— Start PROVIDED RECORDS —

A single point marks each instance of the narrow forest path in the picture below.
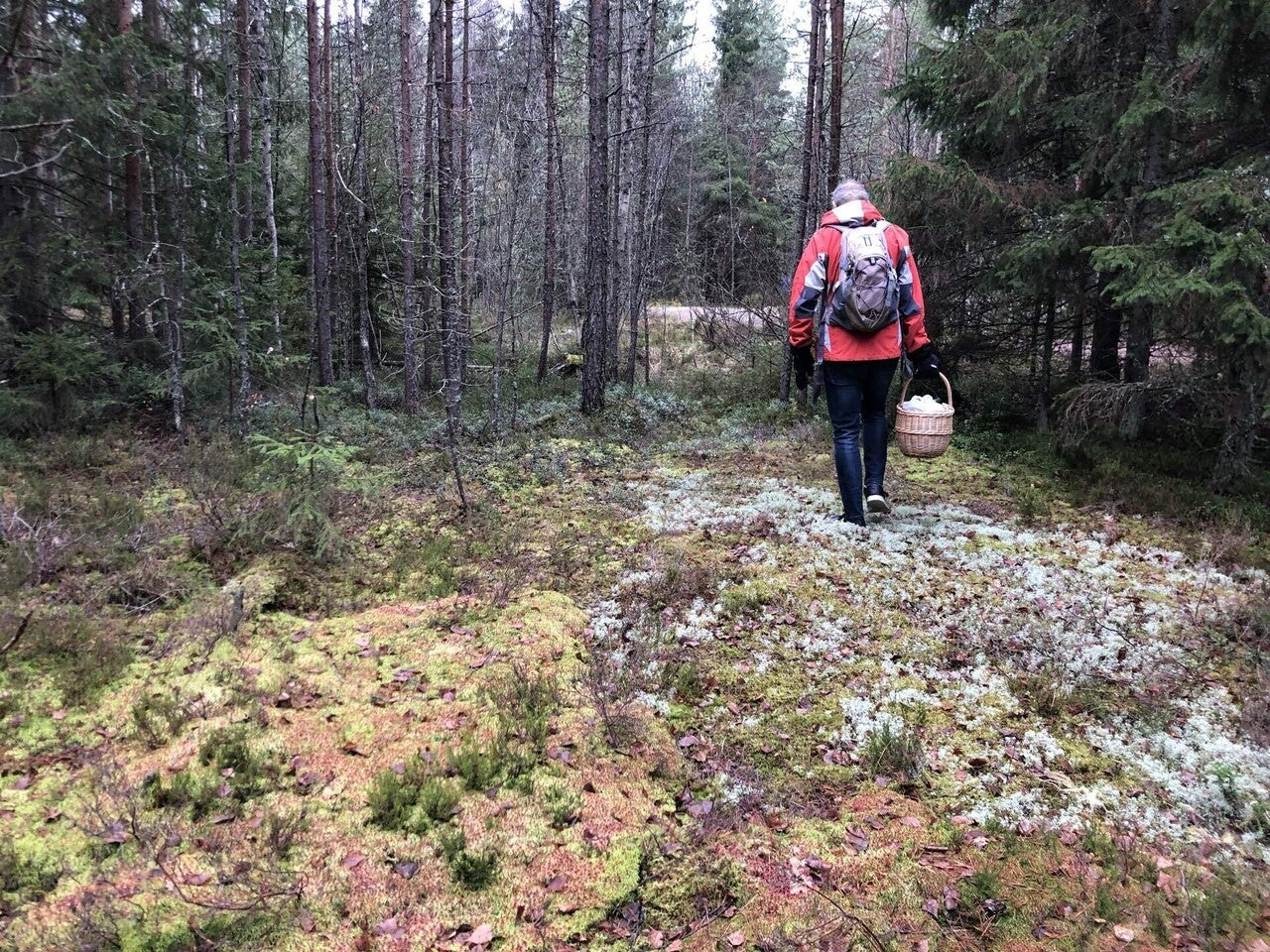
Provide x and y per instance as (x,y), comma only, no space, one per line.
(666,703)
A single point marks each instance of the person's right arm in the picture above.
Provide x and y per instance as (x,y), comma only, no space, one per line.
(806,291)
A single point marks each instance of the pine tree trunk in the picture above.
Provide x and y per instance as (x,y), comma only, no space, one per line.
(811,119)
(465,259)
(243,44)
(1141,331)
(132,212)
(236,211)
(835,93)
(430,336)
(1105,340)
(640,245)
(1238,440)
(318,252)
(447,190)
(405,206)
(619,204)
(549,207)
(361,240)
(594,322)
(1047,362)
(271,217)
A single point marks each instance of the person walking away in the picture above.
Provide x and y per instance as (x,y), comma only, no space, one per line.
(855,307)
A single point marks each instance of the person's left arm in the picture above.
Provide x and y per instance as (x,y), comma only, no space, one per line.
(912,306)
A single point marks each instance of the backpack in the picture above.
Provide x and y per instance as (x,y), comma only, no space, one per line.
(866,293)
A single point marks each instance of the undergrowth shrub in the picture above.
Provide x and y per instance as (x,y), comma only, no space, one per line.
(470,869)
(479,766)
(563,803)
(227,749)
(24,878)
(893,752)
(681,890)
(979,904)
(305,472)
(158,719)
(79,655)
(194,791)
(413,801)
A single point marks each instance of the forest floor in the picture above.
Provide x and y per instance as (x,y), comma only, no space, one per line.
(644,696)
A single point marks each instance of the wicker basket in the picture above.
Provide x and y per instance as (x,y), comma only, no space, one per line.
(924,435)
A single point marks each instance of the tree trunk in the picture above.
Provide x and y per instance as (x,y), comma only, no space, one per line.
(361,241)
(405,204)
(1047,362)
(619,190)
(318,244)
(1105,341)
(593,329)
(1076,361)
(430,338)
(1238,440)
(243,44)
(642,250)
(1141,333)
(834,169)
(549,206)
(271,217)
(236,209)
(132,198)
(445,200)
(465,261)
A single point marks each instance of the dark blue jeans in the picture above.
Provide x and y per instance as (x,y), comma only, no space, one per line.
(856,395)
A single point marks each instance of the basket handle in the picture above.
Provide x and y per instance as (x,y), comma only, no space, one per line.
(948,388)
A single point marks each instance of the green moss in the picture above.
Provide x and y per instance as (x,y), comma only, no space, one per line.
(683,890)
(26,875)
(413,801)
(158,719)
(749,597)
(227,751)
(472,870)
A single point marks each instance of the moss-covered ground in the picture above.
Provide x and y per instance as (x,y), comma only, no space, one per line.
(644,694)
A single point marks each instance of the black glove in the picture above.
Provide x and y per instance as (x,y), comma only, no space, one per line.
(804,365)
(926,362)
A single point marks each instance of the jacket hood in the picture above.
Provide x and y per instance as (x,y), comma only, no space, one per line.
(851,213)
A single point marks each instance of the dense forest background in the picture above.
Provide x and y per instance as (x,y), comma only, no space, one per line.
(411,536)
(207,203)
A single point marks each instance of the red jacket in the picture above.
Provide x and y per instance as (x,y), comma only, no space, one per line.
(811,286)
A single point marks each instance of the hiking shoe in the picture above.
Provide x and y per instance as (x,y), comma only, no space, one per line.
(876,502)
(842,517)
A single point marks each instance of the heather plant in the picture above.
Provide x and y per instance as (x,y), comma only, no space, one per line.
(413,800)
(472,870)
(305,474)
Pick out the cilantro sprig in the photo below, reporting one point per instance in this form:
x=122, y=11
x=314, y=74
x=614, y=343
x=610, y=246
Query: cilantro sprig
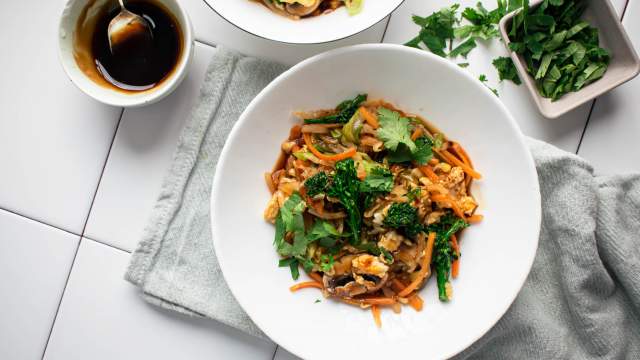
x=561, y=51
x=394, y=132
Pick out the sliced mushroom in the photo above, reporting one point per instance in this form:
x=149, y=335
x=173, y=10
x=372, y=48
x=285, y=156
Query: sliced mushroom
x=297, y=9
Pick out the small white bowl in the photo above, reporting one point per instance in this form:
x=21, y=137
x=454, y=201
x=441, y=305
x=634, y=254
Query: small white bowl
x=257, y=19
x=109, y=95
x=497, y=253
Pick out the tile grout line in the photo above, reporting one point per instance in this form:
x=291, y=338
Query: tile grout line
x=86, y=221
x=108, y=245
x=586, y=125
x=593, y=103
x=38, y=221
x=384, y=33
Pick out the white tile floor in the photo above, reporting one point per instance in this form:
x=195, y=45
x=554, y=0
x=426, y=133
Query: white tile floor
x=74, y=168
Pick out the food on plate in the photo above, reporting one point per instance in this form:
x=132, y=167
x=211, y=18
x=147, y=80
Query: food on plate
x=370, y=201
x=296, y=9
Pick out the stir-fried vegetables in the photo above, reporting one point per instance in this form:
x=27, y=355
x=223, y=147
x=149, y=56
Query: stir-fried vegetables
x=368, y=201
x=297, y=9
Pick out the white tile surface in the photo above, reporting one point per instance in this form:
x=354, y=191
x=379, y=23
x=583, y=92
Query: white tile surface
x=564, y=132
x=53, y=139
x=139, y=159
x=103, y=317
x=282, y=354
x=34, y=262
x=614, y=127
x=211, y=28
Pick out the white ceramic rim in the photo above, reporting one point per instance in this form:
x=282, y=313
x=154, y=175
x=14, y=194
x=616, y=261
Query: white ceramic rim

— End PROVIDED RECORDS —

• [STATED TASK]: Each line above is to be copied verbatim. Drop any image from the copy.

• [SOLVED EXERCISE]:
A single point marks each instance of the narrow forest path in the picture below.
Provide x and y per instance as (x,y), comma only, no space, one per line.
(666,703)
A single point marks each instance of the person's right arm in the picture above.
Provide x and y per instance as (x,y), comma only, no space, one per line.
(806,291)
A single point marks each instance of the pine tree trunk in the picture above.
Provide x and y per instance as (x,y), comma only, no space, one per line.
(811,119)
(465,259)
(243,44)
(1141,331)
(132,212)
(236,211)
(835,93)
(430,336)
(1105,340)
(640,245)
(1238,440)
(318,252)
(447,190)
(405,206)
(619,204)
(549,207)
(361,240)
(594,322)
(1047,362)
(271,217)
A single point marks each instance of the person walking away in the picture above.
Provide x and y per instance as (x,y), comma only, no space, one per line.
(855,307)
A single point marks each instance of the person's left arm in the picture above.
Provide x and y per instance as (x,y), comma only, no space, one per line.
(912,306)
A single point marks each instance of the backpack in the picture above.
Provide x and y per instance as (x,y), comma only, no space, one per line.
(866,293)
A single point marks each instance of the undergrowth shrub in the picture above.
Provide x and y per instance as (x,y), comma only, no space, one per line.
(470,869)
(479,766)
(563,803)
(227,749)
(24,878)
(893,752)
(681,890)
(979,904)
(305,472)
(158,719)
(79,655)
(194,791)
(413,801)
A single point marks each instance of the forest floor in the picture above.
Provide x and y per instance as (x,y), comma only, no space, one per line.
(644,696)
A single point marks each instance of the wicker basket in the picture above.
Provide x and y per instance as (x,y), comma only, no space, one per line.
(924,435)
A single point marks each instance of the tree trunk in the picture above.
Provide x and y per instance as (x,y), comma only, no space, one per line.
(361,241)
(405,204)
(1047,362)
(619,190)
(318,244)
(1105,341)
(593,329)
(1076,361)
(430,338)
(1238,440)
(243,44)
(642,250)
(1141,333)
(834,169)
(549,206)
(271,217)
(236,209)
(132,198)
(445,200)
(465,261)
A single point marks each instance of the dark blue jeans in the picture above.
Provide x and y per instance as (x,y), comma only, no space, one per line.
(856,395)
A single point marks each instance of the basket handle in the picture above.
Provide x and y per instance as (x,y), comma only, no space, one per line.
(948,388)
A single point marks each instance of the green moss in the picture above.
Provide x and y per instance as (x,y), comma only, no space, one per line.
(683,890)
(26,875)
(413,801)
(158,719)
(749,597)
(227,751)
(472,870)
A single point marks each instance of the moss-covered ground in the picture above.
Provide x and y per instance as (x,y), comma only, no space, one per line.
(644,694)
A single point marks each instance of the black glove in the picture above.
Provide x and y per instance as (x,y), comma only, no space, one per line.
(804,365)
(926,362)
A single point marks each instance of the jacket hood in the picture above.
Provide x and y per instance as (x,y), comma only, no space, one per line.
(851,213)
A single point marks each instance of the dense forest background in the picture above.
Provide x and y per instance as (x,y), comma only, no space, one per line.
(411,536)
(207,203)
A single point marks each instance of the red jacket in the picture above.
Provide x and y per instance as (x,y), comma only, no space, one per line.
(811,286)
A single point marks each instance of the hiking shoe in the picture above.
Provide x and y per instance as (x,y), comma only, no space, one per line.
(876,502)
(842,517)
A single point marks each instance of the heather plant in the picture above.
Provide x and y per instance as (x,y), comma only, no space, one per line.
(413,800)
(472,870)
(305,474)
Pick out the cilantro sprig in the photo below, reporting one point per instance in this form:
x=122, y=11
x=314, y=74
x=614, y=343
x=610, y=246
Query: cilantro sprig
x=561, y=51
x=394, y=132
Pick out the sliced mushroom in the photo above, reporting one point per instance in this form:
x=149, y=335
x=173, y=10
x=372, y=48
x=285, y=156
Query: sliced mushroom
x=297, y=9
Pick out the small white bowl in the photo above, reporting one point per instance in this form:
x=21, y=137
x=454, y=201
x=441, y=305
x=634, y=254
Query: small white bowl
x=257, y=19
x=109, y=95
x=497, y=253
Pick out the tile grout line in the photo above, reporting one point per instance in this form:
x=291, y=338
Query: tile grout line
x=86, y=221
x=108, y=245
x=586, y=125
x=593, y=103
x=38, y=221
x=384, y=33
Pick out the white tile floor in the photo above, reporting one point per instance in this form:
x=195, y=45
x=554, y=0
x=426, y=133
Query: white tile floor
x=74, y=168
Pick out the food on plate in the photo above, reporting one point per instance in this form:
x=132, y=167
x=211, y=18
x=147, y=80
Query: food on plate
x=370, y=201
x=296, y=9
Pick out the stir-fried vegetables in the photo above, reporting one point per instance in this form:
x=27, y=355
x=223, y=147
x=149, y=56
Query: stir-fried vegetables
x=368, y=201
x=297, y=9
Pick out the white tile surface in the photo above, reporting one point per instance in this form:
x=354, y=191
x=379, y=23
x=583, y=92
Query: white tile surface
x=564, y=132
x=53, y=139
x=139, y=159
x=103, y=317
x=282, y=354
x=34, y=262
x=614, y=127
x=211, y=28
Pick out the white ceramic rim in the photo above, reporting one point per instance in this form:
x=282, y=313
x=154, y=175
x=14, y=194
x=616, y=261
Query: white ceramic rim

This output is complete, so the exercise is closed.